# TASK TO COMPLETE:
Each record is to be transcribed exactly.

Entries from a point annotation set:
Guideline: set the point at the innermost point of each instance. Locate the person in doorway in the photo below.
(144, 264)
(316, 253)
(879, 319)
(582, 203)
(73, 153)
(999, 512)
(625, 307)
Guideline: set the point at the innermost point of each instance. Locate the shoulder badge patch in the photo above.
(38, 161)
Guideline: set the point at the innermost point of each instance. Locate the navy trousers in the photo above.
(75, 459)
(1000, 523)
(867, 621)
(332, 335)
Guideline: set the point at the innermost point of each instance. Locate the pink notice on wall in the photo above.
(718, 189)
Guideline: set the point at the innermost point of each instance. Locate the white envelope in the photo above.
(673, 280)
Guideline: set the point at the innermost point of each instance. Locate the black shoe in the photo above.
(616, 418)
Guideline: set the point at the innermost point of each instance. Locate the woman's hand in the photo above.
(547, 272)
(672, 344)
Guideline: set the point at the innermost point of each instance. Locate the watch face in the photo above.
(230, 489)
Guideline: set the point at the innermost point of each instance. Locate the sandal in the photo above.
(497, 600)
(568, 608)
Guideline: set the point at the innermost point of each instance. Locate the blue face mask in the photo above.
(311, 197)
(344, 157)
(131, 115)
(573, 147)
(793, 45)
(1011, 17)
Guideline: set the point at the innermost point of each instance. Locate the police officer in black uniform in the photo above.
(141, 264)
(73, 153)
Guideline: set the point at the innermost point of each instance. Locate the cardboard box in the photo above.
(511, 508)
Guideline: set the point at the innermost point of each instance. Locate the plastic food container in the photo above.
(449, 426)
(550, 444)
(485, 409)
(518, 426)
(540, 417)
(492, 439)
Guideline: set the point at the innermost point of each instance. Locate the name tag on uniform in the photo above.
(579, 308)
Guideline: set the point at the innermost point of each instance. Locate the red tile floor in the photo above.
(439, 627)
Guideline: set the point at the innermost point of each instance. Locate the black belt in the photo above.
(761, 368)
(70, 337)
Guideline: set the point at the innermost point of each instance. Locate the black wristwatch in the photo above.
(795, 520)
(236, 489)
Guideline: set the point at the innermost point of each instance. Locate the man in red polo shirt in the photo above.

# WRITTEN RESPONSE:
Guideline: set the point at the innermost point of each instance. Locate the person in doorway in the photo below.
(144, 264)
(316, 253)
(879, 319)
(582, 203)
(73, 153)
(999, 512)
(625, 307)
Guideline: set the point at the innermost point of each instance. Locate the shoulder badge patch in the photo above.
(38, 161)
Guideline: set the point at the innermost point of each instance. Locate the navy trousers in the photo above.
(75, 459)
(1000, 523)
(867, 621)
(332, 335)
Guideline: set the point at the innermost point of each instance. Locate the pink notice on wall in the photo above.
(718, 189)
Guideline: set the point at the innermost point of each instance. Locate the white envelope in the photo above.
(673, 280)
Guideline: set the point at the innermost point of each instance. Locate the black shoe in the photo above.
(616, 418)
Guideline: set the point at the innermost point of each instance. Locate the woman's hand in the photo above.
(547, 272)
(672, 344)
Guideline: set the point at the innermost point of each instance. Locate the watch face in the photo above.
(230, 489)
Guideline: set the point at the innermost point of each instance. Locate the sandal in the photo above.
(497, 600)
(568, 608)
Guideline: set the point at the innermost point of each instance. Locate the blue face mask in the photo above.
(311, 197)
(344, 157)
(131, 115)
(573, 147)
(793, 45)
(1011, 17)
Guideline: set the point at the innermost point of each instance. Locate the police officer in black uniform in the photo above.
(141, 264)
(73, 153)
Guideline: set the point at the innermost point of each instance. Locate the cardboard box in the photo above.
(511, 508)
Guideline: set the point at the innermost point of each instance. Locate the plastic food container in the photo above.
(449, 426)
(550, 444)
(485, 409)
(518, 426)
(540, 417)
(492, 439)
Guideline: set the point at the innermost point of each instance. Locate the name tag on uniform in the photo above.
(579, 308)
Guideline: set the point at the innermost point of each instance. Locate the red tile floor in the photo above.
(439, 627)
Guideline: set the point at the innermost point of each instance. Locate the black belt in the photo above.
(761, 368)
(70, 337)
Guideline: set the point at the innermost point of each instance. Locate the black wristwatch in the photo above.
(795, 520)
(236, 489)
Guideline: set the point at the innermost point of each instance. Locate the man in red polo shirt in the photo above.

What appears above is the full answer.